EXERCISE INSTRUCTIONS: Rewrite the entries starting with the line with "Detect the kitchen" and going on through the line with "[74,1,79,4]", changing "cabinetry" to "cabinets" and leaving everything else as it is.

INFORMATION SUPPLIED:
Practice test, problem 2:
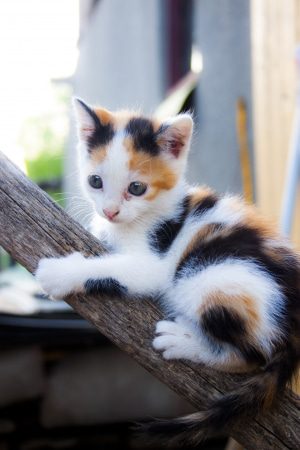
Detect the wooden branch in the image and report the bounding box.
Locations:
[0,153,300,450]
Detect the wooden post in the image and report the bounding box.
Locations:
[0,153,300,450]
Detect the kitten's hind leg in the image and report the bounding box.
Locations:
[153,316,212,363]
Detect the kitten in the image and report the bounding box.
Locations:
[36,100,300,442]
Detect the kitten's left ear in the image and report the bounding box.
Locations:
[73,97,99,142]
[158,113,193,159]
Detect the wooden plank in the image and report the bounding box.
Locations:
[0,153,300,450]
[251,0,300,248]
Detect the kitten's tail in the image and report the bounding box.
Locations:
[142,350,299,446]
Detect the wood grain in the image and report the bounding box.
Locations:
[0,153,300,450]
[250,0,300,249]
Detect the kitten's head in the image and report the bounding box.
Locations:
[74,99,193,223]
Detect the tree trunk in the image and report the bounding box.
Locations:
[0,153,300,450]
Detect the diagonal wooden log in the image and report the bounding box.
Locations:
[0,153,300,450]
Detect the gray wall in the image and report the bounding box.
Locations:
[74,0,164,112]
[189,0,252,192]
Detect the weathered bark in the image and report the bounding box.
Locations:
[0,154,300,450]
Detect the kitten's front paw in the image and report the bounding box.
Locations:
[152,319,198,361]
[35,252,85,299]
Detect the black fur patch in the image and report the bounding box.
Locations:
[149,197,189,253]
[175,225,300,328]
[125,117,160,156]
[77,99,115,151]
[84,278,127,297]
[201,305,246,344]
[201,305,266,365]
[191,194,218,216]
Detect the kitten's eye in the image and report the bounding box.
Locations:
[128,181,147,196]
[88,175,103,189]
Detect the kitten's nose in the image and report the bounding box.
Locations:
[103,208,120,220]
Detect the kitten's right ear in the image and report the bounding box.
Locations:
[73,97,100,142]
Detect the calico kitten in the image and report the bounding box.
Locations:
[36,100,300,442]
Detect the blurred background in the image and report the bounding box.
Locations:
[0,0,300,450]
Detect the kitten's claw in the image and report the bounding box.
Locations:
[35,252,85,299]
[152,320,199,361]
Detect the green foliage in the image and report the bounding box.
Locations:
[19,85,70,206]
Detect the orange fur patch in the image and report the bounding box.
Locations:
[124,137,178,201]
[190,186,214,209]
[199,289,260,336]
[90,146,108,164]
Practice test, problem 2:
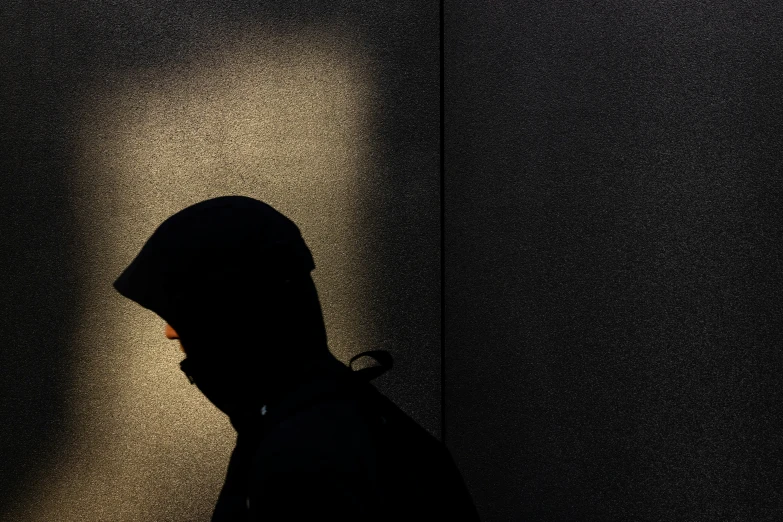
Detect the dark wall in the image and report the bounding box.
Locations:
[0,0,441,521]
[445,0,783,521]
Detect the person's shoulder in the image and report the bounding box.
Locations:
[256,397,373,461]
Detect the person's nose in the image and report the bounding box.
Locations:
[166,324,179,339]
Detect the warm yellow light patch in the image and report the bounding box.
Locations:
[20,30,380,522]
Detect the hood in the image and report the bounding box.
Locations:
[114,196,331,427]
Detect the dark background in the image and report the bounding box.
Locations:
[0,0,783,521]
[445,0,783,521]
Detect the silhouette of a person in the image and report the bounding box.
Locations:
[114,196,478,522]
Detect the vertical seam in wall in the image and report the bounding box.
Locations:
[438,0,446,444]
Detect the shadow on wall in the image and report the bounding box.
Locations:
[0,2,439,521]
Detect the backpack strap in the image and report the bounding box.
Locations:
[348,350,394,382]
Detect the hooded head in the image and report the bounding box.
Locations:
[114,196,331,429]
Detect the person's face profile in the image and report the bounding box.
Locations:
[164,323,187,353]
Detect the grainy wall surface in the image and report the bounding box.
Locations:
[0,0,440,522]
[445,0,783,521]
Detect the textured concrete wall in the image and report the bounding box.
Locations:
[445,0,783,521]
[0,0,440,522]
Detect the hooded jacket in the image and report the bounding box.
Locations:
[114,196,478,522]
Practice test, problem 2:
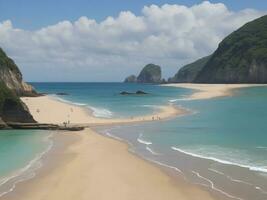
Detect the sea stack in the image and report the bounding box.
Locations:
[124,64,162,83]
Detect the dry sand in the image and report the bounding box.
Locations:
[3,129,216,200]
[21,96,187,125]
[3,84,255,200]
[164,83,267,100]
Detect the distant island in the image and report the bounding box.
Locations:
[124,64,162,83]
[169,15,267,83]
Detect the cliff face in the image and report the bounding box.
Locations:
[194,15,267,83]
[0,48,37,128]
[0,82,35,124]
[168,56,211,83]
[0,48,37,96]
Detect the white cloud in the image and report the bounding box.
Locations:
[0,1,266,81]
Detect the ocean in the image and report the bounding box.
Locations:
[0,83,267,200]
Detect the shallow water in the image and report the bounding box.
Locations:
[0,130,52,197]
[22,83,267,199]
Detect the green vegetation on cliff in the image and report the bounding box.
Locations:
[194,15,267,83]
[0,48,22,79]
[0,48,37,96]
[0,82,35,123]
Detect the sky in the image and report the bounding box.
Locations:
[0,0,267,82]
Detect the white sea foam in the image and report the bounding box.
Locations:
[146,158,183,174]
[137,133,152,145]
[171,147,267,173]
[169,98,190,103]
[50,95,113,118]
[146,145,161,156]
[256,146,267,150]
[105,131,124,141]
[49,95,87,106]
[192,171,243,200]
[0,134,53,197]
[88,106,113,118]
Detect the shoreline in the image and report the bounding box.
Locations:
[1,129,216,200]
[0,84,264,200]
[1,88,219,200]
[21,96,189,126]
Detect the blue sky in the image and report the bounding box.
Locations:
[0,0,267,30]
[0,0,267,81]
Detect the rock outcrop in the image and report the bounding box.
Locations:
[137,64,161,83]
[0,48,37,96]
[124,75,137,83]
[168,56,211,83]
[124,64,162,83]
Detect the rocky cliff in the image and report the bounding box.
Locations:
[0,49,37,128]
[194,15,267,83]
[169,15,267,83]
[0,48,37,96]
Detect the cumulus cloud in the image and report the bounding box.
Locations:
[0,1,266,81]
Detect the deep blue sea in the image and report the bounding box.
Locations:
[0,83,267,200]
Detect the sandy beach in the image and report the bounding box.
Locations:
[2,94,220,200]
[4,84,266,200]
[164,83,267,100]
[2,129,216,200]
[21,96,188,125]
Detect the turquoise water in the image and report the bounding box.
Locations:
[3,83,267,200]
[33,83,191,118]
[0,130,51,197]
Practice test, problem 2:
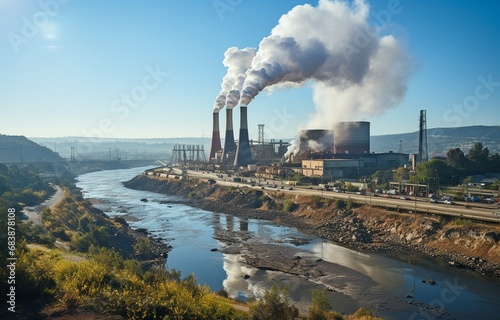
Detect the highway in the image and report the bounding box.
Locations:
[188,170,500,223]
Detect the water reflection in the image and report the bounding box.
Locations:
[77,168,500,319]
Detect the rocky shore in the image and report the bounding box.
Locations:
[125,175,500,276]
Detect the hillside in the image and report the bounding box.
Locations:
[0,135,63,164]
[370,126,500,156]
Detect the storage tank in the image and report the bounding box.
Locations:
[333,121,370,154]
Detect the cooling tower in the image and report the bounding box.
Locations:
[222,108,236,161]
[208,112,222,162]
[234,106,252,167]
[294,129,333,162]
[333,121,370,154]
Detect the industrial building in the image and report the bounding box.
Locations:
[301,121,409,180]
[209,106,411,180]
[301,152,409,180]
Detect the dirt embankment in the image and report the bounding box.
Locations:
[125,176,500,277]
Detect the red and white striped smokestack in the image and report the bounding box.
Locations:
[208,112,222,162]
[222,108,236,161]
[234,105,252,166]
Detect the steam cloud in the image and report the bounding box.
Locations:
[216,0,412,159]
[214,47,256,112]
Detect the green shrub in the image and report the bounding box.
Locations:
[335,199,347,210]
[283,199,297,212]
[250,285,299,320]
[346,198,357,209]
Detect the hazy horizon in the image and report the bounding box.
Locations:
[0,0,500,139]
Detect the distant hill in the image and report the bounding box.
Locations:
[370,126,500,156]
[0,134,63,164]
[22,126,500,162]
[31,137,201,161]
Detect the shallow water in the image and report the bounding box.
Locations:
[77,168,500,319]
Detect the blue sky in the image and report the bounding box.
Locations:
[0,0,500,139]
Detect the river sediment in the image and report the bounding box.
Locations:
[125,175,500,276]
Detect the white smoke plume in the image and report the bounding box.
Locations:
[214,47,256,112]
[234,0,413,160]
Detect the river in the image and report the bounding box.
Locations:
[77,167,500,320]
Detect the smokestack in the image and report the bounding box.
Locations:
[208,112,222,162]
[222,109,236,161]
[234,105,252,166]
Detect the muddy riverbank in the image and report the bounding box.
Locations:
[125,175,500,277]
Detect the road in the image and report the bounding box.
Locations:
[188,170,500,223]
[21,185,64,226]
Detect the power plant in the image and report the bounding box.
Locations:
[208,112,222,162]
[221,108,236,163]
[333,121,370,154]
[201,105,416,180]
[234,105,252,167]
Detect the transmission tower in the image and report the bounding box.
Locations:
[418,110,429,161]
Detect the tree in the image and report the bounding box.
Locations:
[446,148,470,172]
[394,167,410,181]
[414,159,453,190]
[467,142,490,172]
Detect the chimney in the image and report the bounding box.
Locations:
[222,108,236,161]
[208,112,222,162]
[234,106,252,166]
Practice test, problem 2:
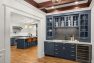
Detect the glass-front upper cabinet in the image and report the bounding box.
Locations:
[53,14,79,27]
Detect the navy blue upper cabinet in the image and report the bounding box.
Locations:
[46,16,53,40]
[46,10,91,42]
[44,42,54,56]
[79,11,91,42]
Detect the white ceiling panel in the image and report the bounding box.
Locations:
[34,0,50,3]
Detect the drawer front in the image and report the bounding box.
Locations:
[44,42,54,55]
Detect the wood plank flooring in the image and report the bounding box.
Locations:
[11,46,78,63]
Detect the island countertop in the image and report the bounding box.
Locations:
[45,40,92,45]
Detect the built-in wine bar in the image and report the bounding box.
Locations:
[44,10,92,63]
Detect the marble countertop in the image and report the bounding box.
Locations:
[45,40,92,45]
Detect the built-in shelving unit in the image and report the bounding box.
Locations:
[53,14,79,27]
[77,44,92,63]
[46,10,91,42]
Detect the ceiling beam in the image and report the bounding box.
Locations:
[25,0,39,8]
[47,3,88,13]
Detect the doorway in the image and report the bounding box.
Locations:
[10,13,39,63]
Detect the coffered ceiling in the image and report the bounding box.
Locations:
[25,0,92,13]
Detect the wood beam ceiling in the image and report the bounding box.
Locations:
[25,0,92,13]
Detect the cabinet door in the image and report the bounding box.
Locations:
[80,11,91,42]
[61,43,76,60]
[44,42,54,56]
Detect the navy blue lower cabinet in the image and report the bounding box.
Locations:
[44,42,54,56]
[44,42,76,60]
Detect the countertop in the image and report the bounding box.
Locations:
[45,40,92,45]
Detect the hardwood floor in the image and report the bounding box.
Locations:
[11,46,78,63]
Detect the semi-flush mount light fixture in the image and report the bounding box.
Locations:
[51,0,62,3]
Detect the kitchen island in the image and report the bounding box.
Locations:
[16,37,37,49]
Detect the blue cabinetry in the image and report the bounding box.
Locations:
[46,10,91,42]
[44,42,54,56]
[45,42,76,60]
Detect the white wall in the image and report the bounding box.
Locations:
[10,13,38,37]
[0,0,46,63]
[0,0,5,63]
[91,0,94,63]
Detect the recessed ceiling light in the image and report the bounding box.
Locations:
[74,1,79,4]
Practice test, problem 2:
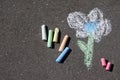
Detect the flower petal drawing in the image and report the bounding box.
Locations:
[67,8,112,69]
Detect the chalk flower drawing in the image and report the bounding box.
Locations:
[67,8,112,69]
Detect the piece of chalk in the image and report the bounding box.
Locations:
[47,30,53,48]
[101,58,107,67]
[53,28,59,42]
[41,24,47,40]
[106,62,111,71]
[56,47,71,63]
[58,35,69,52]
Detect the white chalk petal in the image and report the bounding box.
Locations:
[88,8,103,22]
[76,30,88,38]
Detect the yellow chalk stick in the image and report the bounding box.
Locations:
[53,28,59,42]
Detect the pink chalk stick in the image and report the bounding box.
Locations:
[106,62,111,71]
[101,58,107,67]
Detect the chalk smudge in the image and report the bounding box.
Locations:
[67,8,112,69]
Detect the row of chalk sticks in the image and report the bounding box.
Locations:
[41,25,71,63]
[41,25,113,71]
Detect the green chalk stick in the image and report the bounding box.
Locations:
[47,30,53,48]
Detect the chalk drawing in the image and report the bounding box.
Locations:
[67,8,112,70]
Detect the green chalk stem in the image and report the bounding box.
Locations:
[47,30,53,48]
[77,36,94,70]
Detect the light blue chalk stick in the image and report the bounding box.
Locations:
[56,47,71,63]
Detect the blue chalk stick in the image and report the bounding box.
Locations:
[56,47,71,63]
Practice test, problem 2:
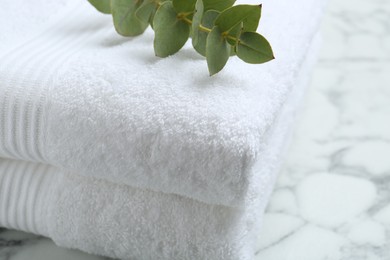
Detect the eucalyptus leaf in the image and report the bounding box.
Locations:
[88,0,111,14]
[153,2,190,57]
[203,0,236,11]
[172,0,196,13]
[226,22,243,45]
[215,5,261,33]
[192,10,219,56]
[111,0,149,36]
[236,32,275,64]
[135,0,157,23]
[206,26,231,76]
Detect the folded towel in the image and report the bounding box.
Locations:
[0,0,323,207]
[0,32,318,260]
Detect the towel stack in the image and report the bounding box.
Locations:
[0,0,323,259]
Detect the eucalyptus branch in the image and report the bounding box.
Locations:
[88,0,274,75]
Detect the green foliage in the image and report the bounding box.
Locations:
[111,0,149,36]
[153,2,190,57]
[88,0,111,14]
[88,0,274,75]
[206,26,230,75]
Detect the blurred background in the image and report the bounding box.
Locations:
[0,0,390,260]
[256,0,390,260]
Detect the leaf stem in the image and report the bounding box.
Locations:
[178,15,238,41]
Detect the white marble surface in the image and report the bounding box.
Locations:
[0,0,390,260]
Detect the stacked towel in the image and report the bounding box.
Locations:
[0,0,323,259]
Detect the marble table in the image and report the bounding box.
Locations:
[0,0,390,260]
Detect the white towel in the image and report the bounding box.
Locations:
[0,32,318,260]
[0,0,323,206]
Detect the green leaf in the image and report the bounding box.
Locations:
[206,26,231,76]
[172,0,196,13]
[192,10,219,56]
[203,0,236,12]
[111,0,149,36]
[236,32,275,64]
[153,2,190,57]
[135,0,157,23]
[215,5,261,32]
[88,0,111,14]
[226,22,243,45]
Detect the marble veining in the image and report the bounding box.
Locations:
[0,0,390,260]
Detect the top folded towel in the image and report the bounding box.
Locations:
[0,0,323,206]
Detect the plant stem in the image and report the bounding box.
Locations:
[179,15,238,41]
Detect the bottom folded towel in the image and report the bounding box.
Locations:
[0,37,318,259]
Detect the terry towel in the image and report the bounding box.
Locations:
[0,0,323,260]
[0,33,317,260]
[0,0,323,207]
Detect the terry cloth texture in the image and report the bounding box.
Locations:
[0,32,318,260]
[0,0,324,207]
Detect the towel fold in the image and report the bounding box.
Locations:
[0,32,318,260]
[0,0,323,207]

ANSWER IN FULL:
Detect the kitchen island in the image and report the bounding box.
Locations:
[16,37,37,49]
Detect the blue cabinets in the image and report the bounding box.
Locations:
[46,10,91,42]
[44,42,54,56]
[45,42,76,60]
Detect the white wall in the image and report the bounding box.
Locations:
[10,13,38,37]
[0,0,46,63]
[0,0,5,63]
[91,0,94,63]
Detect the recessed ceiling light in the image and report the bounding box.
Locations:
[74,1,79,4]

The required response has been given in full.